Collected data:
---*---
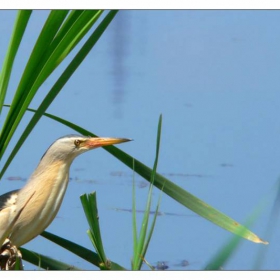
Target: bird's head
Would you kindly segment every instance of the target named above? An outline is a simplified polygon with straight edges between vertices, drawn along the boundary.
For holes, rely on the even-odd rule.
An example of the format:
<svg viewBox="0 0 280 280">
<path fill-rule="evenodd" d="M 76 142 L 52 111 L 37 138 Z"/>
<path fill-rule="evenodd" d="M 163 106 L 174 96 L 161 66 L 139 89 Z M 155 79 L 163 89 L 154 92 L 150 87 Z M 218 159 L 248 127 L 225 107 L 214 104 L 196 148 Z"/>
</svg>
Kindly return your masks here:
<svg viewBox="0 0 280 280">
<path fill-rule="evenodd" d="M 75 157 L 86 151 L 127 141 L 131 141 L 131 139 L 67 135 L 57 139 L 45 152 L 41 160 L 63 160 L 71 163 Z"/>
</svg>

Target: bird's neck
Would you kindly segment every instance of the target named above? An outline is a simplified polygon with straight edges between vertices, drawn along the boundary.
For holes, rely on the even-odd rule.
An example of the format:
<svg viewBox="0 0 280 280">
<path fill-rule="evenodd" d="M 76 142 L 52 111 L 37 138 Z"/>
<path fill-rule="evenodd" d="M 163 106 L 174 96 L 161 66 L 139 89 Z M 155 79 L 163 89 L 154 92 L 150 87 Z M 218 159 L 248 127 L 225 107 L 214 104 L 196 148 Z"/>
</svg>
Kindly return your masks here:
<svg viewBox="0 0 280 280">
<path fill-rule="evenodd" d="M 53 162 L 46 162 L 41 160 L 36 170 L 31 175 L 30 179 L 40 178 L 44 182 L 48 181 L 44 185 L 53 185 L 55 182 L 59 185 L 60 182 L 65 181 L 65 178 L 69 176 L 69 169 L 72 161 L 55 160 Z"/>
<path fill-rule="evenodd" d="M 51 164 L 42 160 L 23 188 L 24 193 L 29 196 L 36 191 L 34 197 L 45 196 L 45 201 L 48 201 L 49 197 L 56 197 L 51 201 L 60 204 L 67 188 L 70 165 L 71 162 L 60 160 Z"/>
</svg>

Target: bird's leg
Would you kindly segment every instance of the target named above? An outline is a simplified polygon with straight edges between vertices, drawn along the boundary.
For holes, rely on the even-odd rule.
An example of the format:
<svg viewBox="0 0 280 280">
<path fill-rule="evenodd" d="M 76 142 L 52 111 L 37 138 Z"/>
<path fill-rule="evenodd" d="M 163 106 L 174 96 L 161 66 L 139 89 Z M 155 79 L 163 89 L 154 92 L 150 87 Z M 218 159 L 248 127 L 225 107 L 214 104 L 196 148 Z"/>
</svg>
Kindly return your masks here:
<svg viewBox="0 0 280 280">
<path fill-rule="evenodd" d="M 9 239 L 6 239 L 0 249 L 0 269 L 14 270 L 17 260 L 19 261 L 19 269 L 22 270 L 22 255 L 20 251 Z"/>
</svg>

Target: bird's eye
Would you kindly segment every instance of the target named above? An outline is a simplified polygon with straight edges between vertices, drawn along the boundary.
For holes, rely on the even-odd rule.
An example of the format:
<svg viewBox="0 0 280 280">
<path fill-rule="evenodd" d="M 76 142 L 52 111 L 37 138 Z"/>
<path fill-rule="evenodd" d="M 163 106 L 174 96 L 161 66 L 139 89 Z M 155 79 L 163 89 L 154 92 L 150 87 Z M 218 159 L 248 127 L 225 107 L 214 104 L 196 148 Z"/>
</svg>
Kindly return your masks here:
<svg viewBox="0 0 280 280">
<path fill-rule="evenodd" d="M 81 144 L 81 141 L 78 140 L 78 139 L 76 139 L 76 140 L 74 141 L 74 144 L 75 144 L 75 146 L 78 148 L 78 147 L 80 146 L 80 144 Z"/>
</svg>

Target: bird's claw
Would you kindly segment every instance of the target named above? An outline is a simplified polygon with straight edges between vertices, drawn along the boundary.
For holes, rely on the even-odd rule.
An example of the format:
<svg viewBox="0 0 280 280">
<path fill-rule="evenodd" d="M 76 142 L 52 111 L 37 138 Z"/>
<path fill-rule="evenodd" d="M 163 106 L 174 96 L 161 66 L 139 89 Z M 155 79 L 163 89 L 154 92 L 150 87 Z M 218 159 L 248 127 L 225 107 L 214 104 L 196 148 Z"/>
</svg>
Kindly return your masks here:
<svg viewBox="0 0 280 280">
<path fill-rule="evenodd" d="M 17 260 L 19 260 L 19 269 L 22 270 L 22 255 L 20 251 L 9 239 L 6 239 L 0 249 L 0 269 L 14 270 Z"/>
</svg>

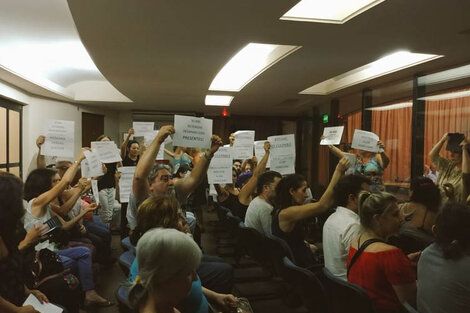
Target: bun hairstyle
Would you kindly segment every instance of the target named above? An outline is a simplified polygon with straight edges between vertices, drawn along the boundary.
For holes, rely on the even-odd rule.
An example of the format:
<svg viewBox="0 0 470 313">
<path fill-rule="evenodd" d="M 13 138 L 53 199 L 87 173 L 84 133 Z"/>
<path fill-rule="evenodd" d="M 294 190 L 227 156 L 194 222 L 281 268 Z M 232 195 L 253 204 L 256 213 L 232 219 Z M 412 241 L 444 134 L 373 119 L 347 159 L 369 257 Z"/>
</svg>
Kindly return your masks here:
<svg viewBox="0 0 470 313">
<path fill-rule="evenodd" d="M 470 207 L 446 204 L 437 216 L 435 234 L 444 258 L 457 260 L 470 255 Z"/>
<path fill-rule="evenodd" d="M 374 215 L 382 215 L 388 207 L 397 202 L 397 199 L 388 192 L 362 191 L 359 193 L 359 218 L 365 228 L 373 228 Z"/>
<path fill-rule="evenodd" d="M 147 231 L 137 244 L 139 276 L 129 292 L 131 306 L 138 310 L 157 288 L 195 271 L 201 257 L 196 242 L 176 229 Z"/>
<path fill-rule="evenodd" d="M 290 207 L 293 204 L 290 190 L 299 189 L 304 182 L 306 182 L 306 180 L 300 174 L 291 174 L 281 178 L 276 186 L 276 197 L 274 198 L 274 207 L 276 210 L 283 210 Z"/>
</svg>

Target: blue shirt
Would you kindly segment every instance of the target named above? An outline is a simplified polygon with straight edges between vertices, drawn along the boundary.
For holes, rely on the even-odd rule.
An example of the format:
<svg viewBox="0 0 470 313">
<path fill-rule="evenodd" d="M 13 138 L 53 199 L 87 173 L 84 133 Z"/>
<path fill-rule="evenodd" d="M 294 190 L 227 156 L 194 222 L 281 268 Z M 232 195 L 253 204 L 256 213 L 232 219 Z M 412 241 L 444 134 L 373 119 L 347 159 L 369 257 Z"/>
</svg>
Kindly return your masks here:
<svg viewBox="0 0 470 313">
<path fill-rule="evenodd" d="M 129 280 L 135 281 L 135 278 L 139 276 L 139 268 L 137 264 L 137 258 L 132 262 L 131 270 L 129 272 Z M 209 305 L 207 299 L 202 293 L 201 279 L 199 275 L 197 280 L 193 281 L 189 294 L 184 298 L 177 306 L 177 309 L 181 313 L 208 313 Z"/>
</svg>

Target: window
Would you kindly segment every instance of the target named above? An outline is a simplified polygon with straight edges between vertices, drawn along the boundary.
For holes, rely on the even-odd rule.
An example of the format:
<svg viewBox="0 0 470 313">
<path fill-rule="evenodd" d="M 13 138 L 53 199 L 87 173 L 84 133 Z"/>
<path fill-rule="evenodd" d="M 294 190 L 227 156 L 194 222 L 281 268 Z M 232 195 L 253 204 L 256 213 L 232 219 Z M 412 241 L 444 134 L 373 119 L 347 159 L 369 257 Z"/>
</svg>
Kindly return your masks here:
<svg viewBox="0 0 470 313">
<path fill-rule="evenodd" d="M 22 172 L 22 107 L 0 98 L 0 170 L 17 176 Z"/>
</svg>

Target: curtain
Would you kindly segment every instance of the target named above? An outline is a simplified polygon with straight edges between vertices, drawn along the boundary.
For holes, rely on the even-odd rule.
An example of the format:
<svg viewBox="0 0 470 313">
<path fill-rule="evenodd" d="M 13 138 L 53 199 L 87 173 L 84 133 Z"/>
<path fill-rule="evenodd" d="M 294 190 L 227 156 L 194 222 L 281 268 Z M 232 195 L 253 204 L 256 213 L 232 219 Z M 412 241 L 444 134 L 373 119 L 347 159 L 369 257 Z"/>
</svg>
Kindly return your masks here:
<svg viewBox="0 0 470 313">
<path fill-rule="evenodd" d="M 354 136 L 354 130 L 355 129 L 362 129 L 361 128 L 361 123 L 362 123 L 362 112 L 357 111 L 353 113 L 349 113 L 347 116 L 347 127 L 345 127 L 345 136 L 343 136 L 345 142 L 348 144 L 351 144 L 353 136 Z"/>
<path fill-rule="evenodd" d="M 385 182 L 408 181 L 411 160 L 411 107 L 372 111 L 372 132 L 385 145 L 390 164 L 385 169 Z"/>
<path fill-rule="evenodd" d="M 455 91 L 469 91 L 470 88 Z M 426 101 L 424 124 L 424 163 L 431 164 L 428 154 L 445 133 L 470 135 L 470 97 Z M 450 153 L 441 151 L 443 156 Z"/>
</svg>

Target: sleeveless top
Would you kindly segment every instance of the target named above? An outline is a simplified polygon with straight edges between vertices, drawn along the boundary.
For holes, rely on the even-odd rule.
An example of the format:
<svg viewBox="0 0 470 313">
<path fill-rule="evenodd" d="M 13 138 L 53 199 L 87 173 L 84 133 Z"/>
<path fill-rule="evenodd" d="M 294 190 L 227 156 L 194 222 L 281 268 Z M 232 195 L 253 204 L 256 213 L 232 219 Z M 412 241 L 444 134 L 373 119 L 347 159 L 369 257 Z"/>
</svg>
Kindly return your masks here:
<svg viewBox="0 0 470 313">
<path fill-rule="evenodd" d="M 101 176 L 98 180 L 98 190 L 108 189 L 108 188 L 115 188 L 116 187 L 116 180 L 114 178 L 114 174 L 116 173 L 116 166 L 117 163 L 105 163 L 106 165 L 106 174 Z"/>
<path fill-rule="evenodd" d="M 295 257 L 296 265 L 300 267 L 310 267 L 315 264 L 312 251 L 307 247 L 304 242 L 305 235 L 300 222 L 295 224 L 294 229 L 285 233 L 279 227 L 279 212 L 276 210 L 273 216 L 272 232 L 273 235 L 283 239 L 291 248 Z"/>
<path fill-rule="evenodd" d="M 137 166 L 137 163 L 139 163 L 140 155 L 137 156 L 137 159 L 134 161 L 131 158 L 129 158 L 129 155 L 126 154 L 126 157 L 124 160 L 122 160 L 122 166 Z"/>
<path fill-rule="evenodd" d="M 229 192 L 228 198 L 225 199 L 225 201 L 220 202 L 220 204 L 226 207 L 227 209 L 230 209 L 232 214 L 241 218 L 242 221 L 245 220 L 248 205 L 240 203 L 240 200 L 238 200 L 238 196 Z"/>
---*---
■ **Aim of the exercise**
Without the pictures, write out the lines from the beginning of the entries through the line with "Target: bird's leg".

■ **Written reply**
Target: bird's head
Would you kindly segment every instance of the target named above? An outline is a simplified polygon with straight edges between vertices, drawn along the boundary.
For holes, rely on the even-odd rule.
An example of the format:
<svg viewBox="0 0 280 280">
<path fill-rule="evenodd" d="M 76 142 L 52 111 L 37 138 Z"/>
<path fill-rule="evenodd" d="M 163 106 L 174 96 L 161 66 L 139 89 Z M 155 79 L 163 89 L 154 92 L 150 87 Z M 218 159 L 248 127 L 225 107 L 214 104 L 196 148 Z"/>
</svg>
Kindly return your masks here:
<svg viewBox="0 0 280 280">
<path fill-rule="evenodd" d="M 75 157 L 86 151 L 127 141 L 131 141 L 131 139 L 67 135 L 57 139 L 45 152 L 41 160 L 63 160 L 71 163 Z"/>
</svg>

Target: bird's neck
Would you kindly segment every instance of the target named above? An outline is a simplified polygon with straight edges between vertices, drawn along the boundary.
For holes, rely on the even-odd rule.
An example of the format:
<svg viewBox="0 0 280 280">
<path fill-rule="evenodd" d="M 76 142 L 52 111 L 37 138 Z"/>
<path fill-rule="evenodd" d="M 163 106 L 174 96 L 161 66 L 139 89 Z M 155 79 L 163 89 L 154 92 L 150 87 Z M 218 159 L 248 127 L 225 107 L 214 104 L 196 148 Z"/>
</svg>
Kindly return your masks here:
<svg viewBox="0 0 280 280">
<path fill-rule="evenodd" d="M 53 162 L 46 162 L 41 160 L 36 170 L 31 175 L 30 179 L 40 178 L 44 182 L 48 181 L 44 185 L 53 185 L 55 182 L 59 185 L 60 182 L 65 181 L 65 178 L 69 176 L 69 169 L 72 161 L 55 160 Z"/>
<path fill-rule="evenodd" d="M 51 164 L 42 160 L 23 188 L 24 193 L 29 196 L 36 191 L 34 197 L 45 196 L 45 201 L 48 201 L 49 197 L 56 197 L 51 201 L 60 204 L 67 188 L 70 165 L 71 162 L 60 160 Z"/>
</svg>

Target: bird's leg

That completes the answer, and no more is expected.